### The request
Reproduce all of the entries below word for word, omitting the pictures.

### Data
----

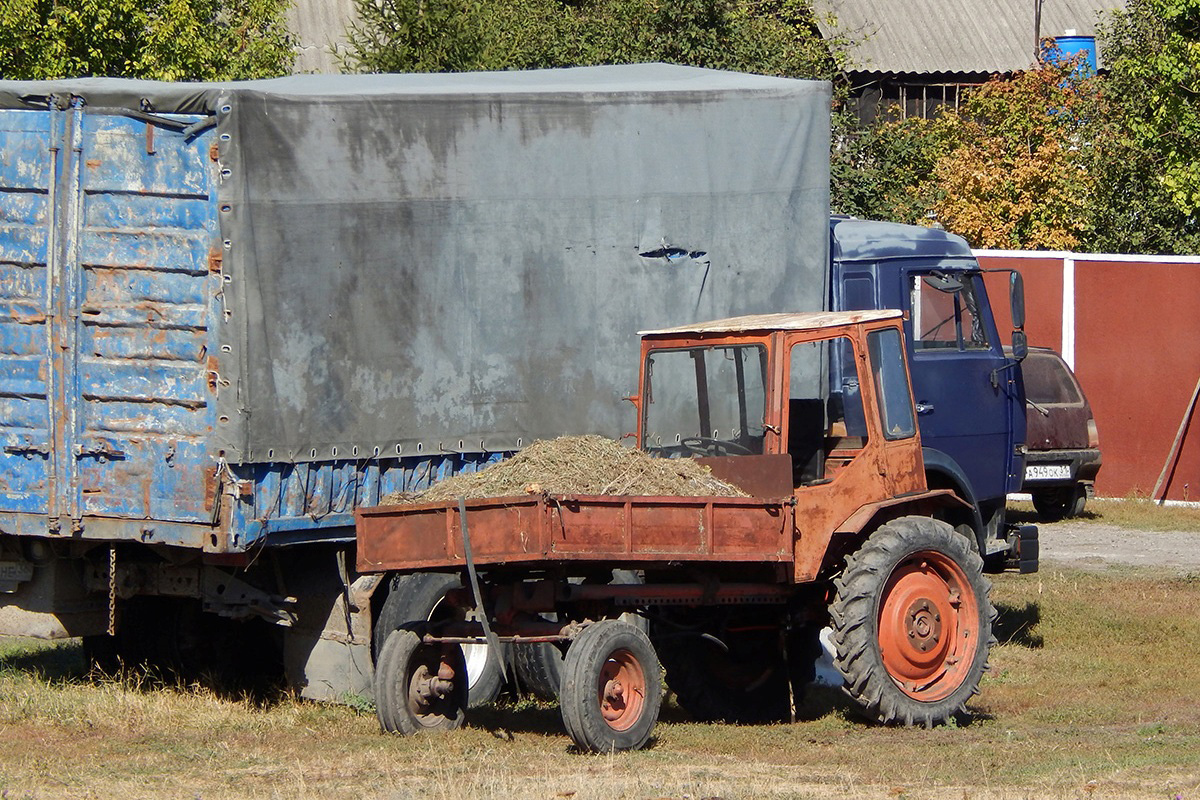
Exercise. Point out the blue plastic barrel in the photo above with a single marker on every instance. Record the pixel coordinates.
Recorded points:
(1072, 46)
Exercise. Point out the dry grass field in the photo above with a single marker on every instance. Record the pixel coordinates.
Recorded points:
(1093, 693)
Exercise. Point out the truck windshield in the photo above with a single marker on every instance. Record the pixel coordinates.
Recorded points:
(946, 312)
(705, 401)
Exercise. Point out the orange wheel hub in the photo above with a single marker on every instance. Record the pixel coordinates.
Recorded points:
(622, 690)
(929, 626)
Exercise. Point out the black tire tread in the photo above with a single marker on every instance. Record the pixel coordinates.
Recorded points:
(412, 599)
(577, 701)
(855, 611)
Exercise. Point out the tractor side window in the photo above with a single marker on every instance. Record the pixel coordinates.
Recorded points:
(707, 401)
(826, 426)
(946, 313)
(892, 383)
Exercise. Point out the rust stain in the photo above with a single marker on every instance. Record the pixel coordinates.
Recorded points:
(211, 486)
(215, 259)
(211, 372)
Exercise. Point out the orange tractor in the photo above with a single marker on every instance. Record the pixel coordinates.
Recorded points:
(811, 414)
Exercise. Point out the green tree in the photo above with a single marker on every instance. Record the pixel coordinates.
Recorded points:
(766, 36)
(1019, 174)
(1146, 148)
(163, 40)
(886, 170)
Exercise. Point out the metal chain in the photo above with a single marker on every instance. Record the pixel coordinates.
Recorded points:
(112, 589)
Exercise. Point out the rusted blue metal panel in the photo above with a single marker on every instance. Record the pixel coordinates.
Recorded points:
(147, 316)
(107, 311)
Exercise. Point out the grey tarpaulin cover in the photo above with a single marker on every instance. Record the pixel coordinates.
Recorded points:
(461, 262)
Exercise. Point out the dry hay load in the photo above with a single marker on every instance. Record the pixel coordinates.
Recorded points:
(577, 465)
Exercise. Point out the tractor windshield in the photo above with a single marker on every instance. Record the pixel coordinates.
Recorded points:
(706, 401)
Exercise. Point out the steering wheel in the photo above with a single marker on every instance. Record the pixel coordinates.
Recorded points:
(709, 446)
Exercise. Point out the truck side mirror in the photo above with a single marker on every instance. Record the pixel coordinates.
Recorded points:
(1017, 299)
(1020, 346)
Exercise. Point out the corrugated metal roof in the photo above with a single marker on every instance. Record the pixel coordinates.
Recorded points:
(964, 36)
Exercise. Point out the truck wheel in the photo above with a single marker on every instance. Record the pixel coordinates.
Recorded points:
(912, 623)
(419, 686)
(419, 597)
(1059, 503)
(612, 687)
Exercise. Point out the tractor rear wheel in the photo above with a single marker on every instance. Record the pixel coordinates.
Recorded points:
(912, 623)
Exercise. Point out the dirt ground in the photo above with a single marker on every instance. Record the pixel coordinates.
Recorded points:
(1089, 545)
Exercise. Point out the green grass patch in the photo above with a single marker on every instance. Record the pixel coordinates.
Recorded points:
(1133, 512)
(1091, 695)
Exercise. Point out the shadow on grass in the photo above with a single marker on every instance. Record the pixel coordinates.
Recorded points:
(67, 662)
(58, 662)
(507, 717)
(1015, 624)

----

### Result of the task
Exercise. Point out the blue plastic barrel in the photo above with a single marker on every instance. Record the pixel coordinates.
Recorded points:
(1072, 46)
Exercise. Point out the dry grass field in the photo above with a single marker on every instance. Record the pixel coordinates.
Recorded points:
(1093, 693)
Exercise. Point out the truck windshield in the photo above with a single marker on every instance. Record the pixel coordinates.
Recorded points:
(946, 312)
(705, 401)
Exercise. Point out the orange wheel hub in the photo above with a single marker on every instance. Record the pixel coordinates.
Recorded points:
(622, 690)
(929, 626)
Exercise. Point out the black tire tread in the photo above with a single marker on every instance. Record the pixel coordinates.
Recorded points:
(412, 599)
(577, 701)
(855, 611)
Exercise. Point out the tractor side window in the photo above with a single marker on every instance. Record the pixel coordinates.
Recorded points:
(707, 401)
(826, 426)
(946, 313)
(892, 383)
Exercise. Point out the rust stain in the photo above with a single marker on every instance. Record the pixel coordinates.
Recorded points:
(211, 486)
(215, 259)
(211, 372)
Exercise. Point out the orange tractor in the photo above with a single marker on every instance. Record the pixel coordinates.
Recorded points:
(811, 414)
Exercise. Point out the green tree in the photo above with a single marker on every instance. Record the pixel coordinates.
Recorded points:
(766, 36)
(1019, 174)
(1146, 148)
(163, 40)
(886, 170)
Exercise. Point out the metal chain in the photo above with a single marker on every instance. Record the pixel coordinates.
Recorded points:
(112, 589)
Exercise. Point out the rusted blue metal panel in the photo above with a single marker on every instance. Record the pixel coordinates.
Recorded points:
(147, 316)
(107, 311)
Exercise. Point out the grey tarpaulin cover in the photo above with a single marker on every instance. Record the pixel coordinates.
Recorded points:
(461, 262)
Exercise. Point out the dry hay load in the photo above with a single marker on every instance. Record the pixel coordinates.
Recorded points:
(577, 465)
Exercise. Point out the tractor windshield in the photo above with a single marker on every instance. Record the pixel coordinates.
Recorded points:
(706, 401)
Exercise. Point out the steering wheel in the photo above with a single marker on every instance. Record the pixel coordinates.
Recorded points:
(709, 446)
Exercise. Point out the truck side mirror in the photo above with a single marker on every instance. Record the pixel coordinates.
Recorded points:
(1017, 299)
(1020, 346)
Exercise. Point out the corrugated metal roof in the photo above with a single marker on every instance. Record the pixel coordinates.
Recorded points:
(964, 36)
Exercise. Point out the truck wheel in the photo above with a single marker on every instance. Record the pixel coordinates.
Recorded points:
(912, 623)
(419, 686)
(419, 597)
(1059, 503)
(612, 687)
Exercise. Point out the tractor rear wheel in the photo above with a single marker on every instance. Record the pixel coordinates.
Recorded points:
(912, 623)
Exercise. Point out the dirt ground in the photo above with a single marker on every instance. Record the pixel coordinates.
Recorded points:
(1089, 545)
Exercise. Point out the green grass patch in the photo above with a single marker on every instance. Record the pixel coordinates.
Recorded points:
(1133, 512)
(1091, 695)
Exercise. Point out the shadow on grass in the photo above with a single marker on every instance. Record the pixel coordinates.
Recorded points:
(67, 662)
(58, 662)
(507, 717)
(1015, 624)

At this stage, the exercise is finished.